Stored records
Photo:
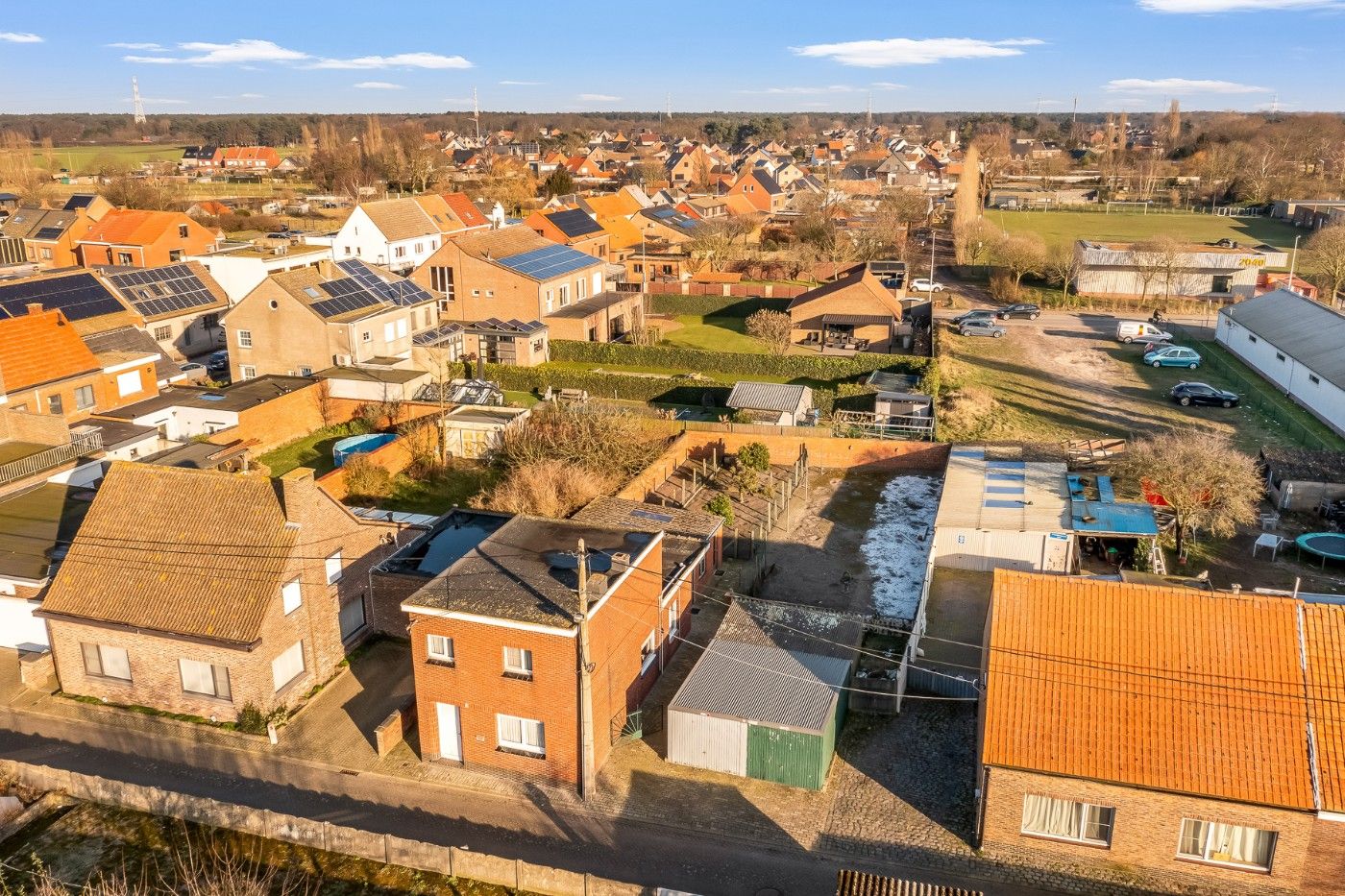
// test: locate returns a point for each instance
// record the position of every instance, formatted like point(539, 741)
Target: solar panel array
point(78, 296)
point(548, 261)
point(161, 291)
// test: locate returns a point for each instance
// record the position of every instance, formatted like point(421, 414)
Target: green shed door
point(787, 757)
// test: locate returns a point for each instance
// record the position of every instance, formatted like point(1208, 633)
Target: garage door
point(17, 626)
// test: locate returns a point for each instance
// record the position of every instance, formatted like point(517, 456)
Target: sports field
point(1068, 227)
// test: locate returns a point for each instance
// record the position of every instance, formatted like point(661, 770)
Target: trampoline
point(1328, 545)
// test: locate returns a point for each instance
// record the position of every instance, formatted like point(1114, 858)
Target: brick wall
point(157, 680)
point(1145, 835)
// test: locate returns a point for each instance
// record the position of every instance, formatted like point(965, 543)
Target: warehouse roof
point(764, 685)
point(1300, 327)
point(1002, 496)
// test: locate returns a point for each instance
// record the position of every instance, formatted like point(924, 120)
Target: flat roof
point(1002, 496)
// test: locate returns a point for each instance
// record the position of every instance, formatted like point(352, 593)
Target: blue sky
point(420, 56)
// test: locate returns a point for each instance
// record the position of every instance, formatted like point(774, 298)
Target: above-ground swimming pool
point(346, 448)
point(1328, 545)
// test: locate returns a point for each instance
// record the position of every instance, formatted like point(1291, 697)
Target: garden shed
point(756, 707)
point(1002, 514)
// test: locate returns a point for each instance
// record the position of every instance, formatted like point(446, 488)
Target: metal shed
point(760, 711)
point(1002, 514)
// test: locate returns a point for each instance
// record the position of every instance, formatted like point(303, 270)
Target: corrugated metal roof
point(770, 396)
point(1302, 328)
point(764, 684)
point(1002, 496)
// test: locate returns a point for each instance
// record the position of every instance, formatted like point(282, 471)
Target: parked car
point(975, 314)
point(1173, 356)
point(1019, 309)
point(1132, 329)
point(981, 327)
point(1201, 393)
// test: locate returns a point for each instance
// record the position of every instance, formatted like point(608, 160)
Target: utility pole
point(585, 682)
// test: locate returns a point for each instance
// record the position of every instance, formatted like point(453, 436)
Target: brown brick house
point(201, 593)
point(1193, 738)
point(854, 309)
point(515, 274)
point(495, 641)
point(308, 319)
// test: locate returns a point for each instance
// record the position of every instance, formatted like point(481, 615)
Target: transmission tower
point(138, 116)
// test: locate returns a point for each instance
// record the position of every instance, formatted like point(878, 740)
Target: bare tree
point(1207, 483)
point(770, 327)
point(1324, 254)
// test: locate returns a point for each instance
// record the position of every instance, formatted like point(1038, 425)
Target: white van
point(1132, 329)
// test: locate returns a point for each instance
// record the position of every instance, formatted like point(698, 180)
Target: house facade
point(258, 624)
point(134, 238)
point(343, 314)
point(1295, 343)
point(498, 655)
point(1187, 778)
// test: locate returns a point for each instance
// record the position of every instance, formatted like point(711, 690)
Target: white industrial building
point(1295, 343)
point(1002, 514)
point(1214, 272)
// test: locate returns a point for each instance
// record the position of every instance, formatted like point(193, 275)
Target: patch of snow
point(896, 547)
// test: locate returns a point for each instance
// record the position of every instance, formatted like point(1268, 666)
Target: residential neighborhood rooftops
point(1308, 329)
point(526, 570)
point(1179, 689)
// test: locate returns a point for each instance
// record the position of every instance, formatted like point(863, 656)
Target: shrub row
point(712, 305)
point(824, 368)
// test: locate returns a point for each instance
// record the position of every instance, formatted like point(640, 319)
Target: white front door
point(450, 732)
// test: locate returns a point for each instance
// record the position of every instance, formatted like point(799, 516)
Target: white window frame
point(332, 568)
point(440, 648)
point(526, 727)
point(291, 596)
point(1207, 848)
point(284, 661)
point(524, 667)
point(1079, 835)
point(195, 671)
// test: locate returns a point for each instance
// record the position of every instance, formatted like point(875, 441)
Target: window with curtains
point(1223, 844)
point(1066, 819)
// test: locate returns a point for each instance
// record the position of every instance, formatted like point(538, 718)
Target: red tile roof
point(42, 348)
point(1162, 688)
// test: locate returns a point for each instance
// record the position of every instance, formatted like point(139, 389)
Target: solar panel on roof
point(548, 261)
point(78, 296)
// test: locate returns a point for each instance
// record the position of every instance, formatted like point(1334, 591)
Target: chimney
point(296, 490)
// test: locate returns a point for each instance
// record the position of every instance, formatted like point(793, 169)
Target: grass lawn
point(436, 496)
point(713, 334)
point(313, 449)
point(80, 159)
point(1066, 227)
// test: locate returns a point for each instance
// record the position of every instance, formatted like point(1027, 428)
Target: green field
point(1066, 227)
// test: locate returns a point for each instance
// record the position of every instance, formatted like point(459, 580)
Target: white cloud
point(399, 61)
point(1179, 86)
point(221, 54)
point(907, 51)
point(1235, 6)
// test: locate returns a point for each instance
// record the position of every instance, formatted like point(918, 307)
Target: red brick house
point(497, 641)
point(1193, 738)
point(201, 593)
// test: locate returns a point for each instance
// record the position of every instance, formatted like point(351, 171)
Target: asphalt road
point(534, 832)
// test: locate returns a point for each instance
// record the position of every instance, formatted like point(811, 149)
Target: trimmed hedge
point(822, 368)
point(712, 305)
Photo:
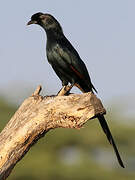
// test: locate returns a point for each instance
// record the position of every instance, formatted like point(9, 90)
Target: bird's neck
point(53, 35)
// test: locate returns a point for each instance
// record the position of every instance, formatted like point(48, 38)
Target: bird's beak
point(31, 22)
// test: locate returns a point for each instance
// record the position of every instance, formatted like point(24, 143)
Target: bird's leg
point(65, 90)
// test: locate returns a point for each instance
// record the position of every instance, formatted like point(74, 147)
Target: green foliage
point(68, 154)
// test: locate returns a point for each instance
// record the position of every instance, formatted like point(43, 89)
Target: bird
point(68, 65)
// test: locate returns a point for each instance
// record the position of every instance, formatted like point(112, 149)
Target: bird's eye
point(42, 17)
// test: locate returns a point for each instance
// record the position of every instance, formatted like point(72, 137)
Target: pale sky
point(103, 32)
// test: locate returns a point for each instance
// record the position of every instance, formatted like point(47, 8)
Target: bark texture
point(36, 116)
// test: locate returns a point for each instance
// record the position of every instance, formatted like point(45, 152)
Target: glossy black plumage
point(67, 63)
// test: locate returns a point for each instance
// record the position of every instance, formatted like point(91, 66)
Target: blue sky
point(103, 32)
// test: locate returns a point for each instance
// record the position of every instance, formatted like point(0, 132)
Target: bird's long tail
point(106, 130)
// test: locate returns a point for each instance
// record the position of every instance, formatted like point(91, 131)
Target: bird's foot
point(65, 90)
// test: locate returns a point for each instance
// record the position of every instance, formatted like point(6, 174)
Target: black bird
point(67, 63)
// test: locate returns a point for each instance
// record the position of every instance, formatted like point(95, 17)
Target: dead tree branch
point(36, 116)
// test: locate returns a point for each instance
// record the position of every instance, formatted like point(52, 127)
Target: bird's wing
point(70, 56)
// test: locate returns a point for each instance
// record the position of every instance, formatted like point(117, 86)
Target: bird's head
point(47, 21)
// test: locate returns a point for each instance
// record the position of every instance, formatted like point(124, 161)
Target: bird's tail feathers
point(106, 130)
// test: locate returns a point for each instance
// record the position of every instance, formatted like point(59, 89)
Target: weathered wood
point(36, 116)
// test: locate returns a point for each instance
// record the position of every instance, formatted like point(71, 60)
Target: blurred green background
point(84, 154)
point(103, 32)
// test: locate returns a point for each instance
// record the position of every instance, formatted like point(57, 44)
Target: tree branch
point(36, 116)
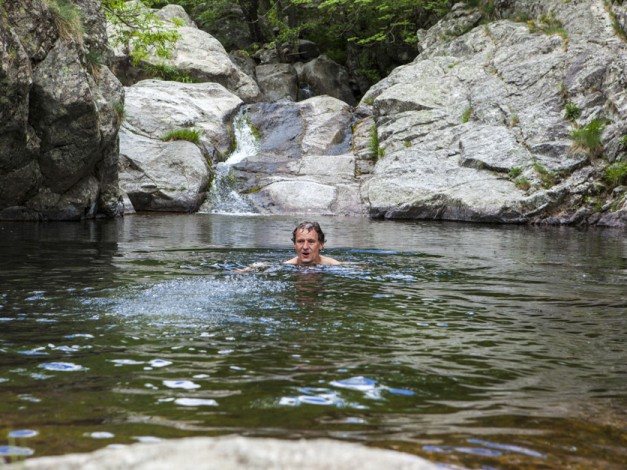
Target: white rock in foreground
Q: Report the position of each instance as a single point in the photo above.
(231, 453)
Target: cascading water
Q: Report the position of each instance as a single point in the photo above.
(223, 197)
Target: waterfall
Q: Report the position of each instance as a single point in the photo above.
(223, 197)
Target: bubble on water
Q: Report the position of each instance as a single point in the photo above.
(361, 384)
(196, 402)
(15, 451)
(28, 397)
(217, 300)
(79, 335)
(508, 447)
(324, 399)
(34, 352)
(126, 362)
(61, 366)
(289, 401)
(147, 439)
(159, 363)
(68, 349)
(184, 384)
(400, 391)
(100, 435)
(18, 433)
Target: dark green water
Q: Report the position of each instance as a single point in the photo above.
(469, 345)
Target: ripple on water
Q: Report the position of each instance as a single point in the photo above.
(368, 387)
(205, 298)
(184, 384)
(196, 402)
(61, 366)
(100, 435)
(18, 433)
(15, 451)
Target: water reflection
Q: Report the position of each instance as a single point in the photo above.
(461, 343)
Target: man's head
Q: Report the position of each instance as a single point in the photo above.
(308, 240)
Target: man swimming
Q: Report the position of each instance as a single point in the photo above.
(308, 239)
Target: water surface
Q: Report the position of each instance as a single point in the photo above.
(479, 346)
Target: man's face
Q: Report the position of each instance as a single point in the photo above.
(307, 246)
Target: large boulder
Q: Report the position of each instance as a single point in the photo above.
(302, 163)
(195, 54)
(475, 128)
(60, 116)
(166, 175)
(323, 76)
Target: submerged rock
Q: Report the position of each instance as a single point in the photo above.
(234, 453)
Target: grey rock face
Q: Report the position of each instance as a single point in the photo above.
(303, 164)
(472, 111)
(326, 77)
(160, 175)
(197, 54)
(277, 82)
(59, 118)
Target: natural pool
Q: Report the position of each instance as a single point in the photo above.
(480, 346)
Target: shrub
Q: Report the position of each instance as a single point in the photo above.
(616, 174)
(168, 73)
(67, 18)
(588, 137)
(547, 177)
(375, 150)
(571, 111)
(515, 172)
(548, 24)
(522, 183)
(191, 135)
(467, 114)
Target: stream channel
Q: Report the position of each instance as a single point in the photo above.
(469, 345)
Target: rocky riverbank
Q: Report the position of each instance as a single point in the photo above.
(507, 121)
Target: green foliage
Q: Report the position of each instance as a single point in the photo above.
(191, 135)
(67, 19)
(588, 137)
(548, 178)
(515, 172)
(168, 73)
(138, 30)
(615, 174)
(374, 148)
(118, 108)
(467, 114)
(571, 111)
(522, 183)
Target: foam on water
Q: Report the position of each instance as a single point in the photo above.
(199, 298)
(196, 402)
(184, 384)
(61, 366)
(19, 433)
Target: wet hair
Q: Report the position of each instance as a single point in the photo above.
(308, 226)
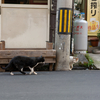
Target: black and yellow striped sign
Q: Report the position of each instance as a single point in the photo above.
(64, 21)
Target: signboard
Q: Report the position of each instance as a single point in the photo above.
(64, 21)
(93, 17)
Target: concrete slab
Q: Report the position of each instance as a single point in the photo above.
(96, 59)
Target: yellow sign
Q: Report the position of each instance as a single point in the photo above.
(64, 21)
(93, 17)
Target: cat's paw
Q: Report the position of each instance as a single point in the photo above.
(35, 73)
(30, 73)
(11, 73)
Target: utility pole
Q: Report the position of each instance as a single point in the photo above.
(63, 34)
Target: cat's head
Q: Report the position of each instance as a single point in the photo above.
(41, 59)
(75, 59)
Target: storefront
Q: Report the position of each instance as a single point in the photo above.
(24, 23)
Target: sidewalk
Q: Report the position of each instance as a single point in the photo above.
(55, 85)
(96, 59)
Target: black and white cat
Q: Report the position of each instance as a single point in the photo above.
(73, 60)
(21, 62)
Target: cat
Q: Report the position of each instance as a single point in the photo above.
(21, 62)
(72, 61)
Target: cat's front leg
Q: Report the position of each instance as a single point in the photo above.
(11, 73)
(32, 71)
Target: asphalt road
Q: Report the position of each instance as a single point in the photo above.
(60, 85)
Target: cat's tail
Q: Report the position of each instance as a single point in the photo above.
(4, 67)
(7, 67)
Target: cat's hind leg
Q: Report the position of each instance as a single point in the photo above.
(32, 71)
(11, 73)
(20, 68)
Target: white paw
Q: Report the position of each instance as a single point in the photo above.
(35, 73)
(30, 73)
(11, 73)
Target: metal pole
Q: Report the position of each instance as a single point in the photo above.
(62, 41)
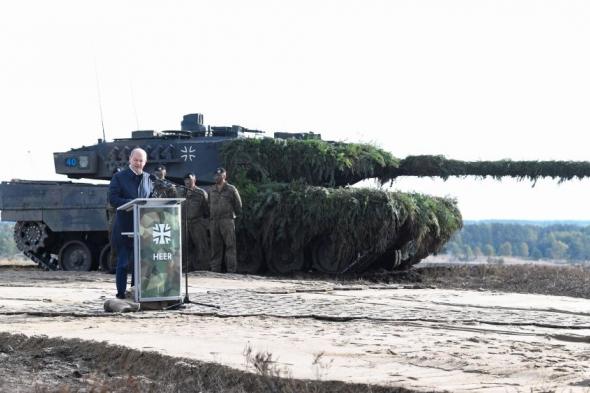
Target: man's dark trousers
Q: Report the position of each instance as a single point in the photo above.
(126, 186)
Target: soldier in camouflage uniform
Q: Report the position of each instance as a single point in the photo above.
(196, 213)
(162, 187)
(224, 205)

Written exercise —
Convert the records, from their start through the line containing "point(17, 626)", into a two-column CSV with the headers "ask" and "reply". Give one row per ask, put each ask and its reply in a single quoted field with line breaks changed to spaces, and leave the pictures out.

Output —
ask,reply
"Photo: // test: locate returns a point for each instance // record the position of every instance, formatted like point(539, 741) Target: solar panel array","point(78, 296) point(548, 261) point(161, 291)"
"// test: locate returns a point for each instance // record the position of every instance, formatted like point(421, 414) Target: green shed door","point(787, 757)"
"// test: locate returns a point for each instance // record the position of every instance, formatted like point(1208, 633) Target: garage door","point(17, 626)"